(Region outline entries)
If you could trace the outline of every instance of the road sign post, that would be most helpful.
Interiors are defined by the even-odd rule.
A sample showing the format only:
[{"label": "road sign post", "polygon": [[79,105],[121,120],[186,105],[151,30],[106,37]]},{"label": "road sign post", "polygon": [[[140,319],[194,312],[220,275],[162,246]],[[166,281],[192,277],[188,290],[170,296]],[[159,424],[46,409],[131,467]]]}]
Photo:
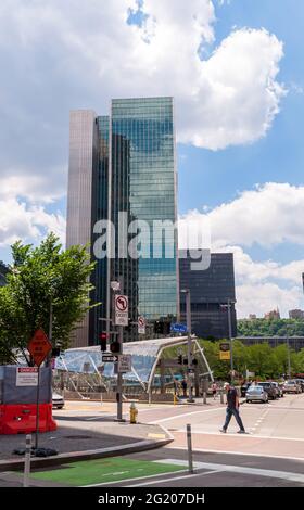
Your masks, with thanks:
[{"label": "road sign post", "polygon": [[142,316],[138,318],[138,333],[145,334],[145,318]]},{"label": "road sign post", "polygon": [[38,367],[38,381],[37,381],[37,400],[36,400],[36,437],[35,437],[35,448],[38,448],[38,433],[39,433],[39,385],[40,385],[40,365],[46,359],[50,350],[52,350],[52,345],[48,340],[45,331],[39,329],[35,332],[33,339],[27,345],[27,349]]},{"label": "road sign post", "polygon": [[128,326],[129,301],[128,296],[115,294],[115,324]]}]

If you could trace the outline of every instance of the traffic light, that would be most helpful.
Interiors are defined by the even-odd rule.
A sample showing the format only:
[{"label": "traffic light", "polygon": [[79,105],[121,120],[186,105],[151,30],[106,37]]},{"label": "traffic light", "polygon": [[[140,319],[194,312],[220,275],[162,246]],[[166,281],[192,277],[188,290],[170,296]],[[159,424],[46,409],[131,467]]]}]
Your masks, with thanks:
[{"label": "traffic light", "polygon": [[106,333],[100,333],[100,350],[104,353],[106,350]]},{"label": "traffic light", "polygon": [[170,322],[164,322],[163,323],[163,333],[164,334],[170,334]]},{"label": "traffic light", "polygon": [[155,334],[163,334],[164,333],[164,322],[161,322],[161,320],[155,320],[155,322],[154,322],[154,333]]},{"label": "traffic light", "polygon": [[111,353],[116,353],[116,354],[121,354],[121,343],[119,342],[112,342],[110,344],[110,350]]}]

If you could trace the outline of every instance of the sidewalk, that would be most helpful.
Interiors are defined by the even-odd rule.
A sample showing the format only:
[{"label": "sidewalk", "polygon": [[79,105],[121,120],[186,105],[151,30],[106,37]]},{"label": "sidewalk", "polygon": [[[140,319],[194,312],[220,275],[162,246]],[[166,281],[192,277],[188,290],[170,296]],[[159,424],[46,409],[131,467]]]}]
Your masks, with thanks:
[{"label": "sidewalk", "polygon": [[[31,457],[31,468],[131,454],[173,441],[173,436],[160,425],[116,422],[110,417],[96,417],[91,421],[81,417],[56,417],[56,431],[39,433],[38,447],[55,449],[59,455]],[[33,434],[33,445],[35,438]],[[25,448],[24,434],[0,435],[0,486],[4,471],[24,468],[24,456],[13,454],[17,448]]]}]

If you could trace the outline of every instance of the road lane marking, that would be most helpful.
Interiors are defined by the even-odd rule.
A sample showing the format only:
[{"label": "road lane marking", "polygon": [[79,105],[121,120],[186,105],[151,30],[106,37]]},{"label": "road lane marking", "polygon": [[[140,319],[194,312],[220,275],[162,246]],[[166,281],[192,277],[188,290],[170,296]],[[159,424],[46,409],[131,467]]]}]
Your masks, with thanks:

...

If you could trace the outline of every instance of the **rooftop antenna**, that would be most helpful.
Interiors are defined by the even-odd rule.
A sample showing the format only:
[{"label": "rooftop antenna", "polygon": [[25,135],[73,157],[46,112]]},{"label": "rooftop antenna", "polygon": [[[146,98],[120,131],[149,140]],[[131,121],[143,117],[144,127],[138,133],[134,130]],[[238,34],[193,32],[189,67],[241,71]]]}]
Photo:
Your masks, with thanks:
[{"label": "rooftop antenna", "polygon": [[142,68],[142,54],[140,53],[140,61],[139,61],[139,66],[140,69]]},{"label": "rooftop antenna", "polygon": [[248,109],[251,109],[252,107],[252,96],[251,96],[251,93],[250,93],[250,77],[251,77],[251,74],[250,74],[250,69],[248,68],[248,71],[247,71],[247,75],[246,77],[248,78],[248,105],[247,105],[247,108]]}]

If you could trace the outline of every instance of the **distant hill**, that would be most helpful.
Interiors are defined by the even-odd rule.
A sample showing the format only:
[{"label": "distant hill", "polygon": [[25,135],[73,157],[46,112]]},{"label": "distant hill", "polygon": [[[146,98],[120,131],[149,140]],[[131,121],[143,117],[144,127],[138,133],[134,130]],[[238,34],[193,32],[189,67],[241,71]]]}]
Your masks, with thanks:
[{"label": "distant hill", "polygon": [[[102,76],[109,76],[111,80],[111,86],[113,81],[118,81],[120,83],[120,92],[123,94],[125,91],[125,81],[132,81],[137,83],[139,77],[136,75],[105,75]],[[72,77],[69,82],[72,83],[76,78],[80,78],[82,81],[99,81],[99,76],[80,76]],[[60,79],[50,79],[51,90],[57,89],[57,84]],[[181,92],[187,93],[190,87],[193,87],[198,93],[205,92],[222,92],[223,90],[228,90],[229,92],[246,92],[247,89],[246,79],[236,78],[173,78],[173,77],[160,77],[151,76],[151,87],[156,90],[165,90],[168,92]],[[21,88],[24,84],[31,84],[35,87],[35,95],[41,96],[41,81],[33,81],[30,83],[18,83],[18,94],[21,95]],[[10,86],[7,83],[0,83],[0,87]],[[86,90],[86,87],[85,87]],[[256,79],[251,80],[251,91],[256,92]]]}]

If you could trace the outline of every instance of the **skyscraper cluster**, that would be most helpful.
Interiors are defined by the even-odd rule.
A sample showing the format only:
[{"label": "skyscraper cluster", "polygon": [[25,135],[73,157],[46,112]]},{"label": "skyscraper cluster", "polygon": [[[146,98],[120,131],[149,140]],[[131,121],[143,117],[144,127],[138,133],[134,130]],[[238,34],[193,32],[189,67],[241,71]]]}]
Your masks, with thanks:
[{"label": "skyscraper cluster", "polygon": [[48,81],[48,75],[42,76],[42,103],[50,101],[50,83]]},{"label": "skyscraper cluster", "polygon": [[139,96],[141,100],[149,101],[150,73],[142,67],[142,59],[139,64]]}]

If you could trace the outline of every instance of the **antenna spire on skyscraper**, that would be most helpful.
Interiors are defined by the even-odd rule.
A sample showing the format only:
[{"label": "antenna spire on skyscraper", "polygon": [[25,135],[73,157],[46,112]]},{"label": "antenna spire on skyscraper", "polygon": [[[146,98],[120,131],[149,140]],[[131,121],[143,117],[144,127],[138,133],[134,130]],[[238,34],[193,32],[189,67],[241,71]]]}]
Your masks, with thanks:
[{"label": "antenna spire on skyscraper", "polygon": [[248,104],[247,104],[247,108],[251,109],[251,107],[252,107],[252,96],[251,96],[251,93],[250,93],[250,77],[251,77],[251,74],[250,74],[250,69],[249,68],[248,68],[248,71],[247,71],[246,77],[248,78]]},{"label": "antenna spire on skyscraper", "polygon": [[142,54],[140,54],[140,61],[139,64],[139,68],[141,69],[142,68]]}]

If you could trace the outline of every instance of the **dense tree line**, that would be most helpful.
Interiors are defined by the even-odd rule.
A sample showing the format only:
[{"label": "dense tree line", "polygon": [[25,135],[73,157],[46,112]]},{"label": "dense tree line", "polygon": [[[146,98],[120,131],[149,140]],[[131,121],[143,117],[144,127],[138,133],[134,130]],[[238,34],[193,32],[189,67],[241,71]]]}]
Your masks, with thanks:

--

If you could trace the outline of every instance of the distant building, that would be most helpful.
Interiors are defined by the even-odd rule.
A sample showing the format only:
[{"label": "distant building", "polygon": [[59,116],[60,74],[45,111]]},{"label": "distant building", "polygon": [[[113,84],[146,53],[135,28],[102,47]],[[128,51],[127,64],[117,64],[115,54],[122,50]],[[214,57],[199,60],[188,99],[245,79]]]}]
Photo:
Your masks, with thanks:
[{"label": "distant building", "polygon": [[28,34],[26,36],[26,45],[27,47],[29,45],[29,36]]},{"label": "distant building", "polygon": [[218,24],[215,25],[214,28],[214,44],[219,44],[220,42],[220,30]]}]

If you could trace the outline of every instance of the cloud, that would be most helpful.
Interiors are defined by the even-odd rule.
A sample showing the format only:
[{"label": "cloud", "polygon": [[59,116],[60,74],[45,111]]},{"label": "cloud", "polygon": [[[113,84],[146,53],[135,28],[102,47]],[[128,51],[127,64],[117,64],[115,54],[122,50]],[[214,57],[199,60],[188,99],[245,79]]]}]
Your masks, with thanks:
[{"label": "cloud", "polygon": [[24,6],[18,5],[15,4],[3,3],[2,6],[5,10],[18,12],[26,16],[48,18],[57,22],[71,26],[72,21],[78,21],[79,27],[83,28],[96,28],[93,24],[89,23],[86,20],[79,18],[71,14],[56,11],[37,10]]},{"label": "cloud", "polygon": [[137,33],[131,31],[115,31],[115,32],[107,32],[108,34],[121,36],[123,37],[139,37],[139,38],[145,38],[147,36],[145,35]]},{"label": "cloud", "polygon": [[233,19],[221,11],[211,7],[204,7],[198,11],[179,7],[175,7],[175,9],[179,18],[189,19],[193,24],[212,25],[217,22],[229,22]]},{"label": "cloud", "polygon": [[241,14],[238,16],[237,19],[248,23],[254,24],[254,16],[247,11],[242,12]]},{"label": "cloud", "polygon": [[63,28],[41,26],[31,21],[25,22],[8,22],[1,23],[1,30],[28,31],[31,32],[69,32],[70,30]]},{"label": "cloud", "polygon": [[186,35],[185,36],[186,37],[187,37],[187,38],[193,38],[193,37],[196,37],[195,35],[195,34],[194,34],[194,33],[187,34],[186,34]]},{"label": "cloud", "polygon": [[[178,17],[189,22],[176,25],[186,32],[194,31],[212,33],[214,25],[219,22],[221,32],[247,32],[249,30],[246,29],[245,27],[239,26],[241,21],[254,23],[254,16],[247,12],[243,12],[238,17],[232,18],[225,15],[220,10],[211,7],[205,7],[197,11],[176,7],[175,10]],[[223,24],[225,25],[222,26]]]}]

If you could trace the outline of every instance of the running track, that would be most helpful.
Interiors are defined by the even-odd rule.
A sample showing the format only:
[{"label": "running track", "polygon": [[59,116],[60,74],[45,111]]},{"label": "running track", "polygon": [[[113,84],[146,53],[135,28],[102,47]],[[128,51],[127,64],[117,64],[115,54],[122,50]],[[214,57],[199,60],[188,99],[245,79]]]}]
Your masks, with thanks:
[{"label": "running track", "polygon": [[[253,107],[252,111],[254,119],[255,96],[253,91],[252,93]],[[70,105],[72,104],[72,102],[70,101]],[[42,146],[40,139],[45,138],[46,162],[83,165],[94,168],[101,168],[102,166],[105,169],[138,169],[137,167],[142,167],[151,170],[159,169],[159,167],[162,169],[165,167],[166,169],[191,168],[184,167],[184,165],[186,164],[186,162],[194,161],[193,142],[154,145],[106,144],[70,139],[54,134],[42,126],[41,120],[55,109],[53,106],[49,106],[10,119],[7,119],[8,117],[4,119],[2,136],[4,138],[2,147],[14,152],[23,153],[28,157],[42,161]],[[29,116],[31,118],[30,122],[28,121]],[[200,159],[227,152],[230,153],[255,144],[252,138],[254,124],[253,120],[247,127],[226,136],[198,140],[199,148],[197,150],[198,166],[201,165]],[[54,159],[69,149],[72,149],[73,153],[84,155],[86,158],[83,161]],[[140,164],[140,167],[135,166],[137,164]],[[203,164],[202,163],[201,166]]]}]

*GIVEN EXERCISE*
Count the lines above that contain the word "skyscraper", and reply with only the number.

*TASK ANSWER*
6